■ **TASK ITEM**
A faithful copy of all the data below, please; leave no line out.

====== INPUT RECORDS ======

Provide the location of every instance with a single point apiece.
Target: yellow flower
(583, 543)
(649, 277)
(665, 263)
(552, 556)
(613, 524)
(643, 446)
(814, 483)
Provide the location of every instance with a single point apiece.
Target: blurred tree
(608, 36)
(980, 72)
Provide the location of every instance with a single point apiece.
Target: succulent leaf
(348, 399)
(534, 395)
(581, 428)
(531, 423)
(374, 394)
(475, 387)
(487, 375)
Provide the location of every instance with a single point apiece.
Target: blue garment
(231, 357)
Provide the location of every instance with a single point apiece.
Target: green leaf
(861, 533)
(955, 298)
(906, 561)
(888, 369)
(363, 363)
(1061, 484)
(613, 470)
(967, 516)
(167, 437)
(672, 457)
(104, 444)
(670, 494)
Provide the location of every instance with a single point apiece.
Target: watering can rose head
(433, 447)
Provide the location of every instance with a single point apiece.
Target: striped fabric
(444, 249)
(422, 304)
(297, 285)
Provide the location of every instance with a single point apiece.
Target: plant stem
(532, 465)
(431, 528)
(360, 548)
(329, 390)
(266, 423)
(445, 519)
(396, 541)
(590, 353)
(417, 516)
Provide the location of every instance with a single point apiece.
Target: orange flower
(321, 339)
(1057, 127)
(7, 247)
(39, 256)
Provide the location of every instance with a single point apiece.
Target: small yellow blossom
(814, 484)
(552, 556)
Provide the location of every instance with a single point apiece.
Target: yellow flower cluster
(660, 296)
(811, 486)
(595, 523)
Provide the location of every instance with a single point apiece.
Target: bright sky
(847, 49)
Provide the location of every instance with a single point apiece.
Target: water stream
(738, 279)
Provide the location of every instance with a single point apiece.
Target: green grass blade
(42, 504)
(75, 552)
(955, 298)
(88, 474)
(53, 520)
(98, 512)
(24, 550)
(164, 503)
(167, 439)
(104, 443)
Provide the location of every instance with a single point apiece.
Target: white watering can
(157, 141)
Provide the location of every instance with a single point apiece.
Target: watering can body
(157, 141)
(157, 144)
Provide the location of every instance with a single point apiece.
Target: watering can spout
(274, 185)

======

■ **ANSWER BOX**
Provide the location of every instance with a single point apiece.
Target: yellow flower
(583, 543)
(649, 277)
(665, 263)
(552, 556)
(613, 524)
(643, 446)
(814, 483)
Provide the location of every instance with a single point apiece.
Target: blurred tree
(608, 36)
(980, 72)
Provide the location of every instance with a single point apiece.
Target: succulent leaf
(348, 399)
(534, 395)
(581, 428)
(531, 423)
(374, 394)
(475, 387)
(487, 375)
Provide the location of every instance with a single point apiece.
Target: blue garment
(231, 357)
Provide the location of every instance with a single point apiece.
Target: green leaf
(861, 533)
(955, 298)
(906, 561)
(888, 369)
(363, 363)
(1061, 484)
(613, 470)
(967, 516)
(167, 437)
(672, 457)
(104, 444)
(670, 494)
Provide the location of every instance with a single point apiece.
Target: watering can rose head
(433, 447)
Provide the location of every instance with a single point apiece.
Target: striped fabric
(444, 249)
(422, 304)
(297, 285)
Provide the location of every instance with a single point apiece.
Target: plant stem
(532, 465)
(431, 528)
(360, 548)
(329, 390)
(266, 423)
(445, 519)
(396, 541)
(590, 353)
(417, 516)
Provide the location of every instance with a single point apiece.
Target: orange flower
(321, 339)
(1057, 127)
(7, 247)
(39, 256)
Provide the location of every instance with a single point apiece.
Target: small yellow blossom
(814, 484)
(552, 556)
Provide the location of every instance with a single point apiece.
Target: yellow flower cluster
(660, 296)
(811, 486)
(595, 523)
Provide the location of every instance with a single point apiece.
Target: bright sky
(847, 49)
Provide the location of every instance with a single point apiece.
Target: water stream
(738, 279)
Provide the location of every instance with a single point apiece.
Target: green grass blade
(42, 504)
(75, 552)
(955, 298)
(88, 474)
(53, 520)
(98, 512)
(24, 550)
(164, 503)
(167, 439)
(104, 443)
Provide the location of every instance with a single point apiece.
Target: white watering can
(157, 141)
Provide the location of every instance with a single point apiece.
Target: watering can body
(157, 141)
(157, 144)
Provide the location of every instance with a single point apiece.
Target: watering can spout
(274, 185)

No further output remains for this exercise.